-- OBJECTIVE --
Update the entries from the line with "Task: pin the grassy" to the line with "point(216, 143)" by replacing "pin" with "mark", changing nothing else, and write those lines out again without the pictures.

(Location annotation dataset excerpts)
§

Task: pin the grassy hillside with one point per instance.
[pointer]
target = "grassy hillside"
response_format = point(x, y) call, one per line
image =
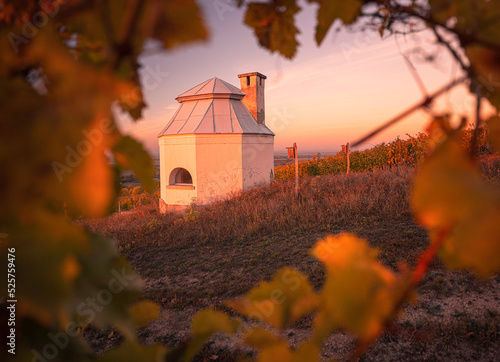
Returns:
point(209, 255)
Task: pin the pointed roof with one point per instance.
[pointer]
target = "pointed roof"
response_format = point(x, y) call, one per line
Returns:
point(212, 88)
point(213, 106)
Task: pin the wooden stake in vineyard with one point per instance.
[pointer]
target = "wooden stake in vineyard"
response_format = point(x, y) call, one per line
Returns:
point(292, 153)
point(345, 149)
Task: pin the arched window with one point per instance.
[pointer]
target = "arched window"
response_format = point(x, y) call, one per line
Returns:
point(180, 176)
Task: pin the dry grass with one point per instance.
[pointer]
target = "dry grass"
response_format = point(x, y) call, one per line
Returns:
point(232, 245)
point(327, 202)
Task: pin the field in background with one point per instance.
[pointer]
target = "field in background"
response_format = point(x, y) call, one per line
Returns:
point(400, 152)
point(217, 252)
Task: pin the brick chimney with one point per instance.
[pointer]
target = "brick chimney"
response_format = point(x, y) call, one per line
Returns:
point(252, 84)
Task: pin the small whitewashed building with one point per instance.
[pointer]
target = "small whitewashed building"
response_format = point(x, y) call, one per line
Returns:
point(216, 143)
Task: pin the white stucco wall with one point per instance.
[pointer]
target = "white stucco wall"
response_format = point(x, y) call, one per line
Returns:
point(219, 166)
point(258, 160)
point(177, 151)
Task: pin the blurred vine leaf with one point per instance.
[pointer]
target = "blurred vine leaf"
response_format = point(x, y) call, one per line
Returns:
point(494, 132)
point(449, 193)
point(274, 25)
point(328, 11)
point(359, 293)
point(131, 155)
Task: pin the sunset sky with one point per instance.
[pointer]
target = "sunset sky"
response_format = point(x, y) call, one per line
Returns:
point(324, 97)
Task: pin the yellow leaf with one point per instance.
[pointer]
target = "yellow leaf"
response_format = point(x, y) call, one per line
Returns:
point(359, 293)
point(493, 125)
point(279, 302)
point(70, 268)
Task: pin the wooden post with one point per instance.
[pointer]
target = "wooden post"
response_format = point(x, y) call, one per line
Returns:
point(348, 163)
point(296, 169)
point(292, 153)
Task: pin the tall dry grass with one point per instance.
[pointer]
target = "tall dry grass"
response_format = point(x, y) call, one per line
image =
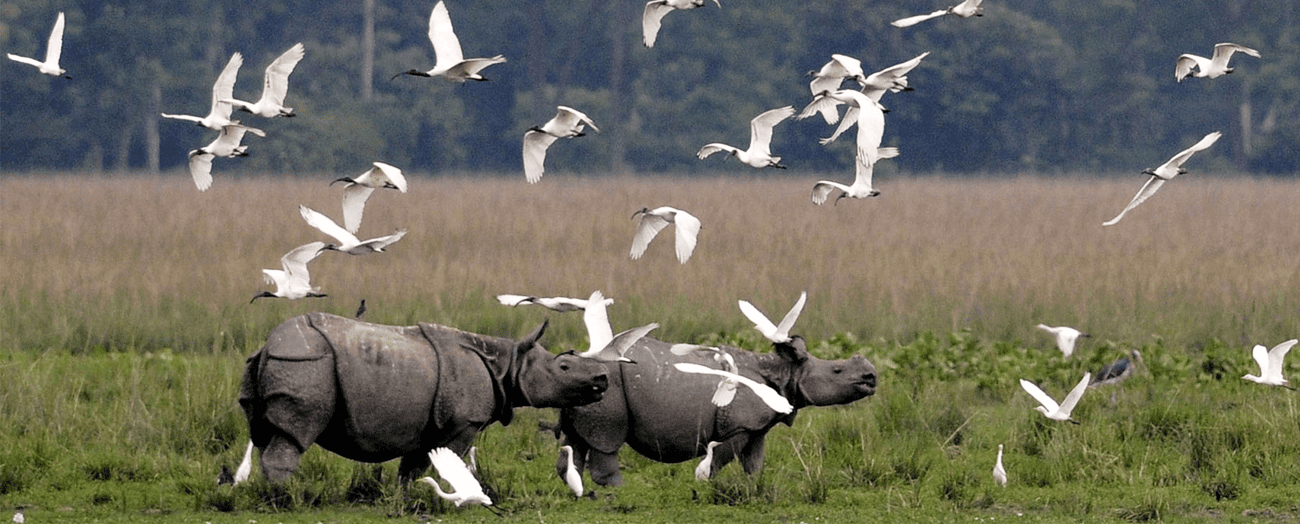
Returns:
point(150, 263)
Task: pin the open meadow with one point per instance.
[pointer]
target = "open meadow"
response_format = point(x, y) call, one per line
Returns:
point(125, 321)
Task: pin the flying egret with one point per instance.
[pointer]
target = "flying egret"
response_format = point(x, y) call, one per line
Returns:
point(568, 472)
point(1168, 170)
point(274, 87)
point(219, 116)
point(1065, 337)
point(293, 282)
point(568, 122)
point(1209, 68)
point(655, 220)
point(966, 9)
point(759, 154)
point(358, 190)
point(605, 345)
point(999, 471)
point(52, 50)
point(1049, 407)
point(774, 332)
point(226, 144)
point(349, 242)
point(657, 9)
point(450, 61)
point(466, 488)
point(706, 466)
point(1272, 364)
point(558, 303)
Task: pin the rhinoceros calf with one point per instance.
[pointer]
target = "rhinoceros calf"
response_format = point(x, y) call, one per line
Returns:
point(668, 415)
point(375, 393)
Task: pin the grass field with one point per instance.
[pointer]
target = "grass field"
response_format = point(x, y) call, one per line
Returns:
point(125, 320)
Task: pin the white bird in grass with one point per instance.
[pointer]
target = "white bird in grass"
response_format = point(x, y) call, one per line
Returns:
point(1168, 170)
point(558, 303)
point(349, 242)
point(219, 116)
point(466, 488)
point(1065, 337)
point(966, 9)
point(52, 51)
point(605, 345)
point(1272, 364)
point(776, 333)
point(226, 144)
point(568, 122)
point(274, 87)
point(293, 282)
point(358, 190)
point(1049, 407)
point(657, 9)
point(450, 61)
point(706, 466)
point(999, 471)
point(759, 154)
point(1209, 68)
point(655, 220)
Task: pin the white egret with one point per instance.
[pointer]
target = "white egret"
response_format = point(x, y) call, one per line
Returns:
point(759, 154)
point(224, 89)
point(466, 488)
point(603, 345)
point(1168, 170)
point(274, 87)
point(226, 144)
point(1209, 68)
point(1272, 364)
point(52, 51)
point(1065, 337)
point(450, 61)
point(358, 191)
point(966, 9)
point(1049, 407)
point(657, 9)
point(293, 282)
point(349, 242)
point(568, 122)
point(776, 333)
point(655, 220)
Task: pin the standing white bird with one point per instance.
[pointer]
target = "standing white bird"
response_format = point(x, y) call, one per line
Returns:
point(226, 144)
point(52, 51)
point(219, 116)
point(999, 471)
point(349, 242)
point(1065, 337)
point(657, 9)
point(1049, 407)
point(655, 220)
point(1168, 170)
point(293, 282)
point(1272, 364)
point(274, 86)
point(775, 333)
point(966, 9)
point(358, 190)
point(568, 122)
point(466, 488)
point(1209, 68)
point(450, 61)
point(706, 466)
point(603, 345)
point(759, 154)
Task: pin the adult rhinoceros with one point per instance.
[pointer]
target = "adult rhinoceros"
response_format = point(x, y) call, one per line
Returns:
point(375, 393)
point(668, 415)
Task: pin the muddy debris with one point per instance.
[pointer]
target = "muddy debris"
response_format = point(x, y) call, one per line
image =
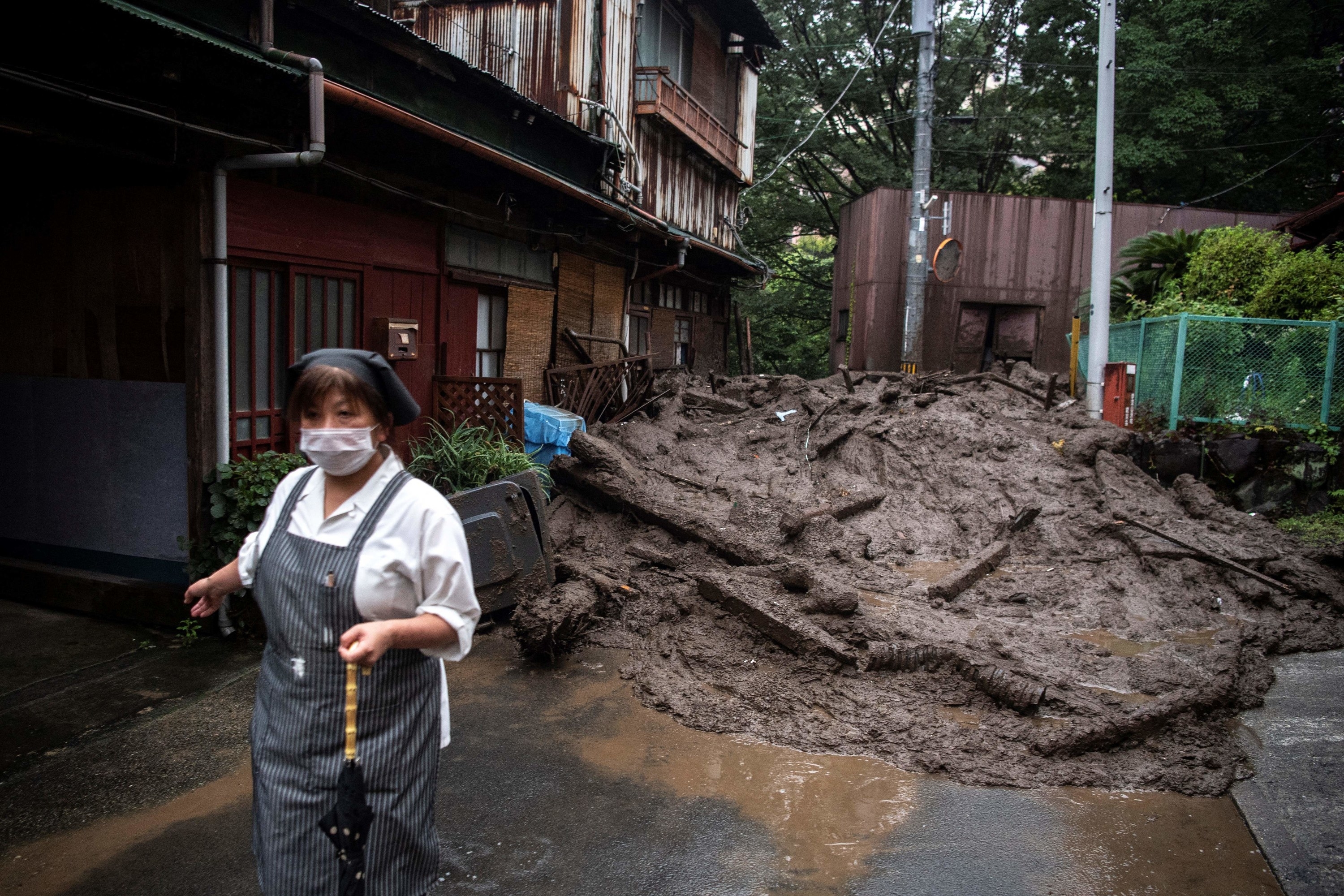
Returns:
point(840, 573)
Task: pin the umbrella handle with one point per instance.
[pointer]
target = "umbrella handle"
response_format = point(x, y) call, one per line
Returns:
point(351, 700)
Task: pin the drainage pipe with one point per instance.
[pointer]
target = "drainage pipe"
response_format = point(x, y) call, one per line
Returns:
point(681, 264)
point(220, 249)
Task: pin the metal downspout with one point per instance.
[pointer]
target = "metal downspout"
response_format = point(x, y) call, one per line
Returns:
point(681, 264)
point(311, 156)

§

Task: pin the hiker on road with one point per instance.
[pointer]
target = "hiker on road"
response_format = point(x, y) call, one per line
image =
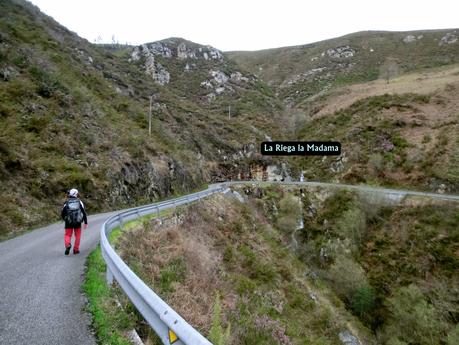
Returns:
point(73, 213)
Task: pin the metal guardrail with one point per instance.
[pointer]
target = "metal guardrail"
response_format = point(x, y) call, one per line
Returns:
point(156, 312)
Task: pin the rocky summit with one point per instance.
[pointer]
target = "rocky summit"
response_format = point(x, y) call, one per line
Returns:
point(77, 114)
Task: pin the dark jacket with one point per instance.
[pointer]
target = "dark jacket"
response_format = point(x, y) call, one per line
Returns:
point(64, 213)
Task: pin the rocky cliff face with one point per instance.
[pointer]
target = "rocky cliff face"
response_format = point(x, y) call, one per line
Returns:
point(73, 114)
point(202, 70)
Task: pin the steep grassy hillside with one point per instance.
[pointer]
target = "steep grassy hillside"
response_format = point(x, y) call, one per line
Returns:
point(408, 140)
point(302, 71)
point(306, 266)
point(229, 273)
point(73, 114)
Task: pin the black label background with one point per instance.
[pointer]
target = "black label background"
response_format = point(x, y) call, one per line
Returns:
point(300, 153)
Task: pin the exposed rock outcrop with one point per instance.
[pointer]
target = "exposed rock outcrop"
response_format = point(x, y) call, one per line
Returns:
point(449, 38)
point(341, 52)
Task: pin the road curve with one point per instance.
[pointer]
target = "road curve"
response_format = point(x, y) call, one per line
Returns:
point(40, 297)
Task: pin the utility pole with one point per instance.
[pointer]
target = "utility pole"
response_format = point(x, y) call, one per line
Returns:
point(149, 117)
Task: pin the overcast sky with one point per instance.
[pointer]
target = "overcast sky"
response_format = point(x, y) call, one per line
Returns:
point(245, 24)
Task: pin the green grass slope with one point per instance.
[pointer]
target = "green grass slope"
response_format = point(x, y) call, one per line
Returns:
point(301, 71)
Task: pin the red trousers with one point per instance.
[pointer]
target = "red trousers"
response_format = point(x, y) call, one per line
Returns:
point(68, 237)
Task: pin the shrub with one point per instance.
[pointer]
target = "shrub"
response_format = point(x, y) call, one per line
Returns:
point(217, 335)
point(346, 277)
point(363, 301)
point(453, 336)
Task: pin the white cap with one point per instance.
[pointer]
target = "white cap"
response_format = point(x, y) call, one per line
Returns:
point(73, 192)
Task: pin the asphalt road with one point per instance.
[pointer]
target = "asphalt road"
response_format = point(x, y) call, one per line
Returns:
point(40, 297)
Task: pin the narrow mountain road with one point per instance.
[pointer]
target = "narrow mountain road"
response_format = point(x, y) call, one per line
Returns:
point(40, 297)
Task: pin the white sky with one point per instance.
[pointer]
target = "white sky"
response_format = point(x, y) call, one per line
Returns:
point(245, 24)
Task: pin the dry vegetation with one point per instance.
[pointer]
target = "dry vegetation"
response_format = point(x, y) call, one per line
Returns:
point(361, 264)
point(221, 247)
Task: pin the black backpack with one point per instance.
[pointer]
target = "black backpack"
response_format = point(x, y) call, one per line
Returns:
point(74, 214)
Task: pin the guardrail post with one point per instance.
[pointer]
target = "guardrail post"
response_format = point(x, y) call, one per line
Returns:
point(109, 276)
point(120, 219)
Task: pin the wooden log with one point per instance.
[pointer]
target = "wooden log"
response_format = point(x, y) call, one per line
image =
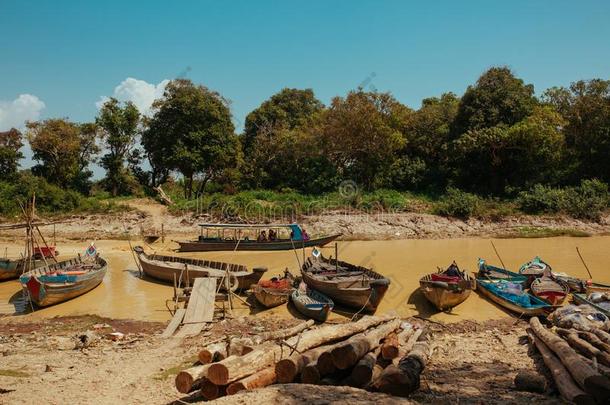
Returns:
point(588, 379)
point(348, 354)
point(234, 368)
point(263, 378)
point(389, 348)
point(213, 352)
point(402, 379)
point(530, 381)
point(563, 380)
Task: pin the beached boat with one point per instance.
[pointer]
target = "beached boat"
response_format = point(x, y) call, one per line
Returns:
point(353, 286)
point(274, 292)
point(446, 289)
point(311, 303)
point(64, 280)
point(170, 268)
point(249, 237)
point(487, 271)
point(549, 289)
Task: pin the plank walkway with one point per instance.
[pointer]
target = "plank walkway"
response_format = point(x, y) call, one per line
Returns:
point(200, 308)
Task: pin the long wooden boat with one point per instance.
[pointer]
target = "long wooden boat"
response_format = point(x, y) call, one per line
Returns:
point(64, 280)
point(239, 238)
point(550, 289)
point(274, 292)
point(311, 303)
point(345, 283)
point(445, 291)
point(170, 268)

§

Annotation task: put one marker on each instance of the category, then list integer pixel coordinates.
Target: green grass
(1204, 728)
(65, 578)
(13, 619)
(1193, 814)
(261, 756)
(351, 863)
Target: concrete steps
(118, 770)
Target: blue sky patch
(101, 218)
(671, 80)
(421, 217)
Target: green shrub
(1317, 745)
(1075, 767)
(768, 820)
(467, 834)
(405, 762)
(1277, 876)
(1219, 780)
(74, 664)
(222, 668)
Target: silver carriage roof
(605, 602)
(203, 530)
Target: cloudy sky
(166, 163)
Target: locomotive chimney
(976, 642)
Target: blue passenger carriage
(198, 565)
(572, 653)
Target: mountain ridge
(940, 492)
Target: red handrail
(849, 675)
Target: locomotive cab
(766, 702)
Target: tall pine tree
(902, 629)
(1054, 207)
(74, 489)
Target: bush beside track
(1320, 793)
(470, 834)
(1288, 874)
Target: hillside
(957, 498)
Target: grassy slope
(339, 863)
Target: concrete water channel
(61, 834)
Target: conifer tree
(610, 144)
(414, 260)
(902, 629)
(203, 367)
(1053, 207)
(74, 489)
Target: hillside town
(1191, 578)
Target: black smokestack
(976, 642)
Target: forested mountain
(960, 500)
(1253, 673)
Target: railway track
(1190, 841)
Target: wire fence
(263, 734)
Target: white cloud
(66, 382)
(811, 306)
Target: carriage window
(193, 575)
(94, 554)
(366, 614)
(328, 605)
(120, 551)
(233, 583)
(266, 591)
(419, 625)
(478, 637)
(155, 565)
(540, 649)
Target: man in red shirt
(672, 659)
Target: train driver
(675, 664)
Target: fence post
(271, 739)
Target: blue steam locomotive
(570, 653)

§

-- FINISHED TASK --
Task: mark the grassy hillside with one point per instance.
[pointer]
target = "grassy hillside"
response_format = point(x, y) call, one per line
image =
Returns:
point(209, 255)
Task: mark the pointed roof with one point per instance.
[pointer]
target = "pointed roof"
response_format = point(x, y) call, one per line
Returns:
point(212, 88)
point(213, 106)
Task: mark the wooden stake in vineyard with one point per instance.
[pointer]
target = "wooden stake in vineyard"
response_format = point(x, y) call, one per line
Returns:
point(292, 153)
point(345, 149)
Task: mark the arched window with one point per instance.
[pointer]
target = "arched window"
response_format = point(x, y) call, one per line
Returns:
point(180, 176)
Task: mark the dry grass with one point per instance.
[pointer]
target = "dry grass"
response_format = point(x, y) call, one per line
Returns:
point(232, 245)
point(327, 202)
Task: mark the field in background with one point per instance.
[pointer]
target = "field in background"
response_format = point(x, y) call, one per line
Returns:
point(400, 152)
point(217, 252)
Task: mark the brick chimney with one point per instance.
[pointer]
target = "brick chimney"
response_format = point(x, y) call, one per line
Returns:
point(252, 84)
Task: mark the small whitewashed building with one point per instance.
[pointer]
target = "small whitewashed building"
response_format = point(x, y) call, one per line
Returns:
point(216, 143)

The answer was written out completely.